* INFORMATION SHOWN
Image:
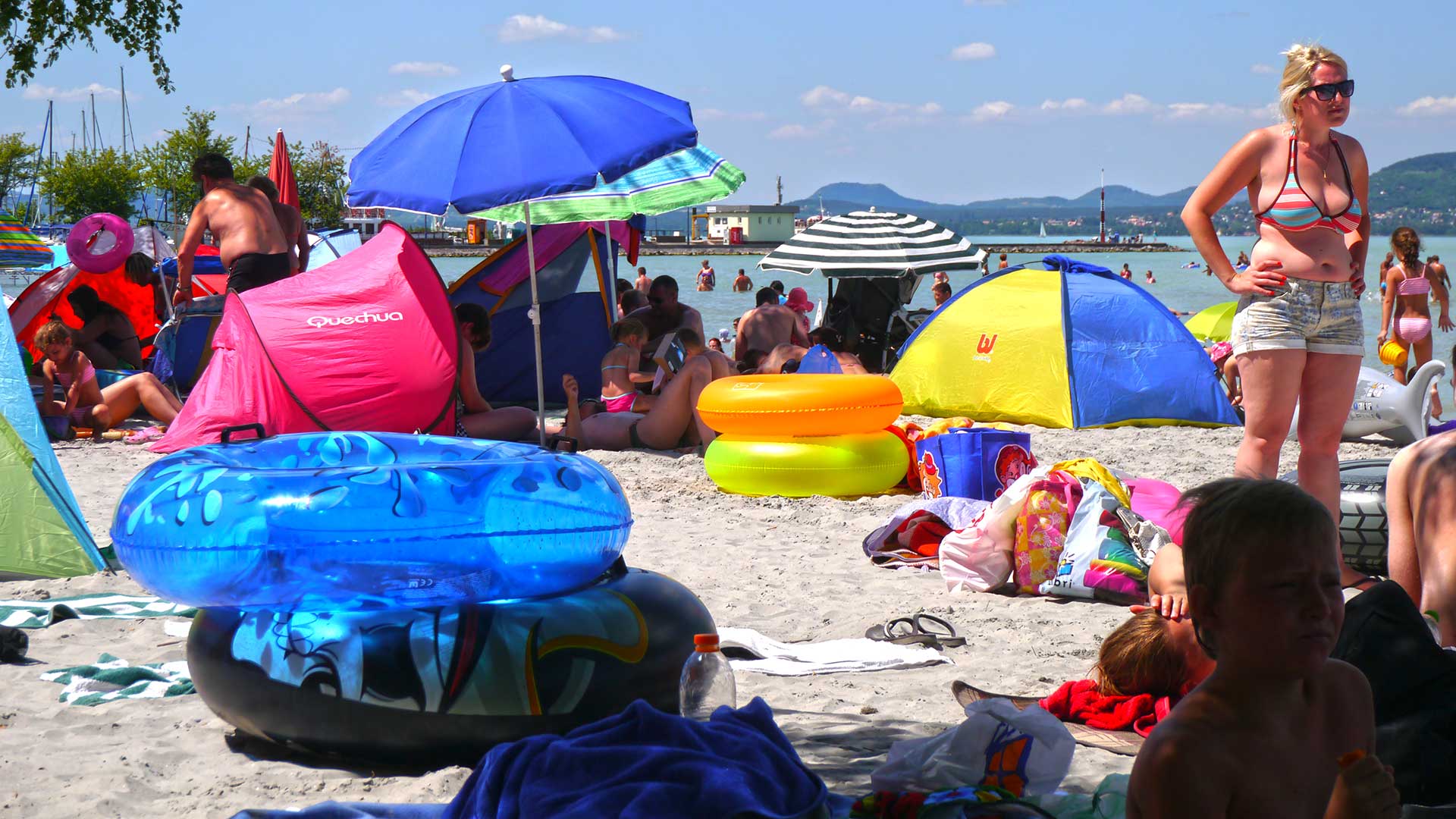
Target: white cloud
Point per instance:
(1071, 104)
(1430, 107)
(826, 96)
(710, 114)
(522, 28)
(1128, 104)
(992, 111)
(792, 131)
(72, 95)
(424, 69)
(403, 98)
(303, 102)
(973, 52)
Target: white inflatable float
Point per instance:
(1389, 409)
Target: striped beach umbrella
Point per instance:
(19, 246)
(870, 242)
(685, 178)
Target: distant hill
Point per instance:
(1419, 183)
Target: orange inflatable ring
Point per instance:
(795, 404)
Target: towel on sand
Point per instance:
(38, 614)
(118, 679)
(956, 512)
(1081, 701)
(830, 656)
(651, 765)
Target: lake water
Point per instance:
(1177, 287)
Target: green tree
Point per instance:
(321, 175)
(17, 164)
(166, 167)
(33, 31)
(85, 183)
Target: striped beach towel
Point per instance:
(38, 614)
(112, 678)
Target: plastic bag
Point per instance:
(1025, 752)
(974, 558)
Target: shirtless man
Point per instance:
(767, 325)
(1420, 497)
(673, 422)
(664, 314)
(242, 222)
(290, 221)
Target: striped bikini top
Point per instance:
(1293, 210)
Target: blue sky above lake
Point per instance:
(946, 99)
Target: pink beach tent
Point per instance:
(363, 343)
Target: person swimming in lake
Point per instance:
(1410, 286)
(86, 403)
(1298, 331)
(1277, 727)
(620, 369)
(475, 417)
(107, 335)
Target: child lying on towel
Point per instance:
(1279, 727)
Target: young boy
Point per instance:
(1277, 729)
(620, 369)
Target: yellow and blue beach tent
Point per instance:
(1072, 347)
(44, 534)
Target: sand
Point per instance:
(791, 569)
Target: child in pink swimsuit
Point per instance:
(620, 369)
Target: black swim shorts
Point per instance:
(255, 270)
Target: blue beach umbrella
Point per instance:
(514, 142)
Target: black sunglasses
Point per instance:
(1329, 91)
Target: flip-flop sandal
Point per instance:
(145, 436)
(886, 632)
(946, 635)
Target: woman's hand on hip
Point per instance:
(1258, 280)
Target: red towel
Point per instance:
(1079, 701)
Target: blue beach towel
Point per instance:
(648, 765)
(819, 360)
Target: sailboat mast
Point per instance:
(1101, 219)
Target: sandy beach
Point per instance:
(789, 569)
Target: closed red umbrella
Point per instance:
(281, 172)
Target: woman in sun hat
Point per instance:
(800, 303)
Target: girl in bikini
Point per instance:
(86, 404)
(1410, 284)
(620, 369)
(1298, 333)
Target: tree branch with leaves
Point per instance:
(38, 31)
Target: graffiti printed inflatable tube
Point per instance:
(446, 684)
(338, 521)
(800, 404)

* WHAT IS EXPECTED
Restate, word for word, the entries above, dropping any picture.

* RESPONSE TO THIS TASK
Image:
Target: white cloud
Point per instance:
(1071, 104)
(1430, 107)
(826, 96)
(710, 114)
(522, 28)
(1128, 104)
(992, 111)
(792, 131)
(72, 95)
(424, 69)
(403, 98)
(303, 102)
(973, 52)
Target: white inflatable float
Point per instance:
(1389, 409)
Target: striped beach umbrella
Point per instance:
(19, 246)
(870, 242)
(685, 178)
Target: distant hill
Point per instance:
(1419, 183)
Target: orange inflatable ring
Point per instance:
(795, 404)
Target: towel on sand
Point per instance:
(38, 614)
(118, 679)
(956, 512)
(1081, 701)
(830, 656)
(651, 765)
Target: lake water
Point per instance:
(1177, 287)
Target: green tree
Point per instance:
(321, 175)
(17, 164)
(166, 167)
(33, 31)
(85, 183)
Target: striped beach towel
Point per instance:
(38, 614)
(112, 678)
Target: plastic bag
Point per instance:
(1025, 752)
(974, 558)
Target: shirtless man
Point per instance:
(767, 325)
(1420, 497)
(673, 422)
(664, 314)
(242, 222)
(290, 221)
Target: striped bikini top
Point per instance:
(1293, 210)
Target: blue sky above lake
Point per instance:
(946, 99)
Target: pink beach tent
Point per instance:
(363, 343)
Target: person swimming in lake
Point per instance:
(1410, 286)
(86, 403)
(1298, 331)
(1277, 727)
(620, 369)
(475, 417)
(107, 335)
Target: child lying on towel
Point per instance:
(1279, 727)
Target: young boy
Point per instance:
(1277, 729)
(620, 369)
Target: yellow and blue beach tent
Point per instance:
(1072, 347)
(44, 534)
Target: sand
Point per instance:
(791, 569)
Target: child in pink swimsuit
Point per instance:
(620, 369)
Target: black swim shorts
Point per instance:
(255, 270)
Target: blue beach umbrella
Point per instance:
(514, 142)
Target: black sunglasses
Point per instance:
(1329, 91)
Target: flip-flop sandal
Point per instance:
(145, 436)
(886, 632)
(946, 635)
Target: woman's hand on hip
Point per instance:
(1258, 280)
Target: red towel
Point per instance:
(1079, 701)
Target: blue beach towel
Point per instance:
(648, 765)
(819, 360)
Target: sailboat mast
Point per instance:
(1101, 219)
Target: sandy beach
Point per instance:
(789, 569)
Target: closed red umbrella
Point per instance:
(281, 172)
Target: woman in sun hat
Point per instance:
(800, 303)
Target: girl in bikini
Point per instance:
(86, 404)
(1410, 284)
(620, 369)
(1298, 333)
Target: tree branch with leaves
Point per instance:
(38, 31)
Target: graffiti printed inflatable tube
Point per instance:
(446, 684)
(338, 521)
(800, 404)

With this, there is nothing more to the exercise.